Problem requirements:
The records below are to be quoted in full; please keep every word exact.

Data for this exercise:
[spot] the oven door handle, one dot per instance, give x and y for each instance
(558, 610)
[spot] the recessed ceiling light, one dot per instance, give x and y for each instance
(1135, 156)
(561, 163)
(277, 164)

Result of this task:
[spot] the oven door handle, one dot per instance, give x and y for each instance
(558, 610)
[spot] the recessed ceiling light, one dot per instance, give x and y for each instance
(1135, 156)
(561, 163)
(277, 164)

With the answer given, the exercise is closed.